→ **Task goal**: Reproduce the entries exactly as they appear below.

→ **Available data**:
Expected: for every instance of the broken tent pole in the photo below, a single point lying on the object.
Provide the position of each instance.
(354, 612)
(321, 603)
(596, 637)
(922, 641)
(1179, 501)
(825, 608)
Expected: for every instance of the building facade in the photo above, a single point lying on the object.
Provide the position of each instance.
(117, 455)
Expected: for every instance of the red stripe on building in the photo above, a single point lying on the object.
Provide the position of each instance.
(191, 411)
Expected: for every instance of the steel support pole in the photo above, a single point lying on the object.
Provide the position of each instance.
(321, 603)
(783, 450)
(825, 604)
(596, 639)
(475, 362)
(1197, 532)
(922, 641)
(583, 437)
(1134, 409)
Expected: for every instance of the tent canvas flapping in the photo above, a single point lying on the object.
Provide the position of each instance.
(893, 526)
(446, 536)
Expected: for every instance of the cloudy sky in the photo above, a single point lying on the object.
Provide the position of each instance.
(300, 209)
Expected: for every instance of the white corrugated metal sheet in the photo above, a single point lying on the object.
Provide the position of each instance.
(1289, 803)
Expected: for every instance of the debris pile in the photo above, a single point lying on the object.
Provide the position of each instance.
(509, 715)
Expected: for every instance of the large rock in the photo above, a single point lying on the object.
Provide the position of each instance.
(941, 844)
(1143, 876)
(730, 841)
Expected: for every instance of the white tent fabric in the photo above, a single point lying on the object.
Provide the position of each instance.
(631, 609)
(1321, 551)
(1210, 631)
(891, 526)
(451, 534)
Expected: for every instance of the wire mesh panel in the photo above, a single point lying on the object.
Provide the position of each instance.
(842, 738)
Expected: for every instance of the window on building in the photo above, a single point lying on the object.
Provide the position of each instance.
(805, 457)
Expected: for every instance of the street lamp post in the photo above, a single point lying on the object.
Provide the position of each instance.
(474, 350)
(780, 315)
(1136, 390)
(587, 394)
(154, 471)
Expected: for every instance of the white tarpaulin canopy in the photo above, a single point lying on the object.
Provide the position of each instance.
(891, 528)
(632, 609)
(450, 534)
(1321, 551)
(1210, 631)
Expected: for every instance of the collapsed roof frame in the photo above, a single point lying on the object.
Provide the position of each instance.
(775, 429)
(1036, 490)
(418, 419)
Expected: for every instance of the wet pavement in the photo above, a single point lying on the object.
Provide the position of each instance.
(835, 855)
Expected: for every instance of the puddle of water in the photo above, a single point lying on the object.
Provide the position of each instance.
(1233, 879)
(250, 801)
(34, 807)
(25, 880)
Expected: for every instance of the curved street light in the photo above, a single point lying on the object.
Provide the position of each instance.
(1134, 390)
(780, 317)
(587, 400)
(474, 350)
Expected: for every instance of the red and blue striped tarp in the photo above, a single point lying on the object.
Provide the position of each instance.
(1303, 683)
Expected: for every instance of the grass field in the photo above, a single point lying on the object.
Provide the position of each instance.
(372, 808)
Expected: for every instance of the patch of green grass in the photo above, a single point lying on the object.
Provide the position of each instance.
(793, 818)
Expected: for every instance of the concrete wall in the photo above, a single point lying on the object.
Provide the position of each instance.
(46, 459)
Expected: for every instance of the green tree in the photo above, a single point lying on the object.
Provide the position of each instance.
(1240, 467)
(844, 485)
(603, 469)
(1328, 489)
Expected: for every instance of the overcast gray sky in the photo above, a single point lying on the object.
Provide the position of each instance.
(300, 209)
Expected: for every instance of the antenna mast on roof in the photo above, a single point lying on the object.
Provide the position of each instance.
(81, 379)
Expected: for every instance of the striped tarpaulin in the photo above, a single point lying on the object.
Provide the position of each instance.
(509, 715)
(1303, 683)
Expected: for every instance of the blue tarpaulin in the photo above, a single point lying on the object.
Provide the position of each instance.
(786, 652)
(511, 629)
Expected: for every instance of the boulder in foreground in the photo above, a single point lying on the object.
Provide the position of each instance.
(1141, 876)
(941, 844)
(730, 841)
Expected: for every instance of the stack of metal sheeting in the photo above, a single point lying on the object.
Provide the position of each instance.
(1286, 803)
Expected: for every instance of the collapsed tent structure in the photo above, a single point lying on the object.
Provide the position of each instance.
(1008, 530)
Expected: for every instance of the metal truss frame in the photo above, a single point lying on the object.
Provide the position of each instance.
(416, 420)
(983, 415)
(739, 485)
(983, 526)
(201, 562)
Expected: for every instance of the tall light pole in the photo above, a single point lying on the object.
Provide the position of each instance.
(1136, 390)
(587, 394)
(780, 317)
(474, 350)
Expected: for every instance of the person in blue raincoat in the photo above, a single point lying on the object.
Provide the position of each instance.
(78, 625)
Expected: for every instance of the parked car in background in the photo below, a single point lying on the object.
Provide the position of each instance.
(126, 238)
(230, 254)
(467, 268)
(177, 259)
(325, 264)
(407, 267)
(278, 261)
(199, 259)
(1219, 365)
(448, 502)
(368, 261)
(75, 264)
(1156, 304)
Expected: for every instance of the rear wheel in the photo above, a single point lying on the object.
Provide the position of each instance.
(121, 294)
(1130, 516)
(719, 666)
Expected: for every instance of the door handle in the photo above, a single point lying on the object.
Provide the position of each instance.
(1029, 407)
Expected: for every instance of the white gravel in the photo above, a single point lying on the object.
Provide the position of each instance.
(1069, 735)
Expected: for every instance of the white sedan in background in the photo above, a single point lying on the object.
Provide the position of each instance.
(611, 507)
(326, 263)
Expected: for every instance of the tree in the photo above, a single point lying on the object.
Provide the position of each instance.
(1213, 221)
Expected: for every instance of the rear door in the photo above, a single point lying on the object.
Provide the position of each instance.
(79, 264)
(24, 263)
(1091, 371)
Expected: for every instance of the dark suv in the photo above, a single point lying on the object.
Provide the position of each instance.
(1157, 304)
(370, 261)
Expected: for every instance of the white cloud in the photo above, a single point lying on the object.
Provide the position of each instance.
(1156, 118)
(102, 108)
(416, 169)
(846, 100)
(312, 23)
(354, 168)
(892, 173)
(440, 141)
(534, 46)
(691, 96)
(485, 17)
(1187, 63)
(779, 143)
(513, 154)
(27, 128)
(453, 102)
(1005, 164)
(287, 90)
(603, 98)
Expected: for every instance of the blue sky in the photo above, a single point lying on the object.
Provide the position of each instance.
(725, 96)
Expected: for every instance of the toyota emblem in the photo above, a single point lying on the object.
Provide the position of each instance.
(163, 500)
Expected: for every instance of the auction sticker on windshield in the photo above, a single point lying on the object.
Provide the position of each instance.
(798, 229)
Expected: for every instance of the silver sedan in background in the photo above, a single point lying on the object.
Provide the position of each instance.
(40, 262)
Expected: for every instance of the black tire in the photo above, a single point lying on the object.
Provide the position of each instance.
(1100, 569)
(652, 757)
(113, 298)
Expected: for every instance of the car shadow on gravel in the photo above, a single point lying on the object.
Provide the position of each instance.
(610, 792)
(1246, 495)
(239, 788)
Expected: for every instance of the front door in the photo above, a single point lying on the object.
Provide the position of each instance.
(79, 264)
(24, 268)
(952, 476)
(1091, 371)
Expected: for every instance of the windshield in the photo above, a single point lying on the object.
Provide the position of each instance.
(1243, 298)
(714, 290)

→ **Answer to the problem**:
Expected: for every instance of the broken tent pole in the photo below, a single point lying on the object.
Provide the position of each instance.
(354, 612)
(321, 603)
(596, 637)
(922, 641)
(1179, 501)
(825, 608)
Expected: for every instance of the building facade in the photo above, a single point lying on the object.
Provide the position of each instance.
(117, 455)
Expected: for every instance of the red stripe on building in the photo above, a single point lying on the object.
Provide the position of each instance.
(191, 411)
Expected: for every instance of the steel support pole in the photo above, a single point lying on the object.
Provide the position of each instance.
(321, 603)
(783, 450)
(825, 604)
(596, 639)
(475, 362)
(1197, 532)
(922, 641)
(583, 437)
(1134, 409)
Expected: for every instance of the tent canvas flapping in the photo above, a single point lying on the object.
Provide the position of each instance.
(893, 526)
(446, 536)
Expected: for every instance of the cloudy sky in the photo above, a single point lying on the object.
Provide the position of each instance.
(300, 209)
Expected: for every instance of the white corrugated metal sheet in the photo above, a single point lying on the object.
Provide the position of each instance.
(1289, 803)
Expected: for every instance of the debris pile in the photo above, a single point lying on the object.
Provide the position of each instance.
(509, 715)
Expected: for every instance of the large rock in the photo above, a single point lying on the object.
Provide the position of each instance.
(941, 844)
(1143, 876)
(730, 841)
Expected: for every instance of the white tent fabric in the photo above, a single point lying on the object.
Provide the position of each instance.
(631, 609)
(1321, 551)
(1210, 631)
(891, 526)
(451, 534)
Expected: for every instance of the wire mesh panel in the photo above, a single point lying on the object.
Provide the position of each instance.
(842, 738)
Expected: for every instance of the window on building in the photo above, a single point lying on the object.
Provide the position of each instance.
(805, 457)
Expected: for every instance of the street lamp post in the photo above, a single point lying on the object.
Provide the position of each instance.
(474, 350)
(780, 315)
(1136, 390)
(587, 394)
(154, 471)
Expected: for every instance of the white tarpaulin canopy in the photo above, a single point lying on the object.
Provide the position of each instance.
(891, 528)
(632, 609)
(450, 534)
(1321, 551)
(1210, 631)
Expected: for every instance of the collapsed roof frame in the photo above, a single point lying on the object.
Provide the position of each instance.
(775, 429)
(1036, 490)
(418, 419)
Expected: for every instance of the wet pavement in the photo above, a single point lying on the object.
Provide the position of each instance.
(835, 855)
Expected: for every instance of the puddle of water in the photo above, a single point lying on the object.
Provide the position of each instance.
(1233, 879)
(250, 801)
(34, 807)
(25, 880)
Expected: for every instance of the curved street light in the photo above, a single point lying on the object.
Provide the position of each instance.
(1134, 390)
(780, 317)
(587, 400)
(474, 350)
Expected: for every instance of the red and blue striped tarp in the photo above, a single point lying on the object.
Provide the position of each instance.
(1303, 683)
Expected: for every instance of the grass field in the photo above, a single point lying on the object.
Provide the position of each instance.
(372, 808)
Expected: for every instance of the patch of green grass in the photo above, a single point lying on the object.
Provide the position of each instance.
(793, 818)
Expected: for every instance of the concrete wall in the photo above, a single point lying on the object.
Provide the position of each instance.
(46, 459)
Expected: for every instance of the green tree in the photo above, a single point lying on the object.
Provide the position of each instance.
(1240, 467)
(844, 485)
(603, 469)
(1328, 489)
Expected: for every instance of the overcast gray sky in the photo above, a single point lying on the object.
Provide the position of each instance.
(300, 209)
Expected: for every instance of the antenna mast on roof in the photo above, a single point lying on the object.
Provide the position of each instance.
(81, 379)
Expected: for every instance of the striped tarpaulin in the photo above, a single point lying on the object.
Provide the position of each instance.
(509, 715)
(1303, 683)
Expected: for every instance of the blue tarpaulin in the photo above, a single point lying on the object.
Provide the position of each instance.
(786, 652)
(511, 629)
Expected: for every instance of the boulder in foreground in the photo above, a single point lying on the object.
Provide the position of each instance.
(1141, 876)
(941, 844)
(730, 841)
Expected: for every instance of the stack of metal sheeting in the photo above, a single point lying on the object.
Provide the position of each instance.
(1286, 803)
Expected: for every instance of the collapsed tent structure in the photo above, a single point lying on the object.
Provide the position of each instance.
(1008, 530)
Expected: for every instance of the metal truss frame in the photo above, a single point lying on the object.
Provide the position of each instance.
(416, 420)
(983, 415)
(739, 485)
(983, 526)
(201, 562)
Expected: for every instance of the tall light pole in the photo above, a single point lying on the object.
Provide the position of each instance.
(1136, 390)
(587, 394)
(780, 317)
(474, 350)
Expected: for every instance of the person in blue raincoat in the photo above, a single point lying on the object.
Provide the position of each instance.
(78, 625)
Expected: for every instance of the parked car in background in the photo below, a single point lying on the object.
Provide the position of each instance.
(126, 238)
(230, 254)
(467, 268)
(177, 259)
(325, 264)
(407, 267)
(278, 261)
(199, 259)
(1219, 365)
(448, 502)
(368, 261)
(75, 264)
(1156, 304)
Expected: for every instance of the rear wheel in the photo above, a single point lying on the object.
Provide the position of each instance.
(121, 294)
(1130, 516)
(719, 666)
Expected: for every instance of the door handle in the photo above, a single point lying on the object.
Provide the position of each instance.
(1029, 407)
Expected: for every instance of the white gravel in the photo above, a single point lying on the object.
Provide the position of each instance.
(1069, 735)
Expected: for every instance of the white sedan in background in the photo above, a single point lying on the object.
Provide the position of each instance.
(611, 507)
(326, 263)
Expected: for every instance of the tree in the photo above, a single point lying on the object.
Provide the position of each instance.
(1213, 221)
Expected: for every instance of the rear door in the photo above, a single point lying on the object.
Provide the position of each instance.
(79, 264)
(24, 263)
(1091, 371)
Expected: for every instance of the dark suv in the photo above, a single point lying on the object.
Provide the position of each instance.
(1157, 304)
(370, 261)
Expected: for every instance of the white cloud in the photo above, a single point lying on the object.
Provide the position of each instance.
(1156, 118)
(102, 108)
(416, 169)
(846, 100)
(312, 23)
(354, 168)
(892, 173)
(440, 141)
(534, 46)
(691, 96)
(485, 17)
(1187, 63)
(779, 143)
(513, 154)
(27, 128)
(453, 102)
(1005, 164)
(287, 90)
(603, 98)
Expected: for every instance of the blue sky in the photo above, a single point lying on the object.
Provide the position of each instance.
(725, 96)
Expected: for every instance of the toyota emblem in the photo above, a single point lying on the object.
Provide the position of each instance.
(163, 500)
Expected: for every instance of the auction sticker on windshield in the photo above, a single point lying on the object.
Provide the position of each instance.
(798, 229)
Expected: for every instance of the silver sedan in background in the photo above, a single point lying on the object.
Provide the position of each instance.
(40, 262)
Expected: for every instance of the black tire in the photo above, a single point lying on the object.
Provide the position of each instance.
(1100, 569)
(652, 757)
(113, 298)
Expected: for every instance of the car shadow on gravel in the photo above, a single point lying on the object.
Provide the position of each instance.
(610, 792)
(1246, 495)
(239, 788)
Expected: for every instance of the front door in the photo above, a single point lying on the object.
Provide the position of each instance.
(79, 264)
(24, 268)
(952, 476)
(1091, 371)
Expected: for every instance of the windshield in the photo above, a single point lying on the object.
Provide the position of each instance.
(1243, 298)
(714, 290)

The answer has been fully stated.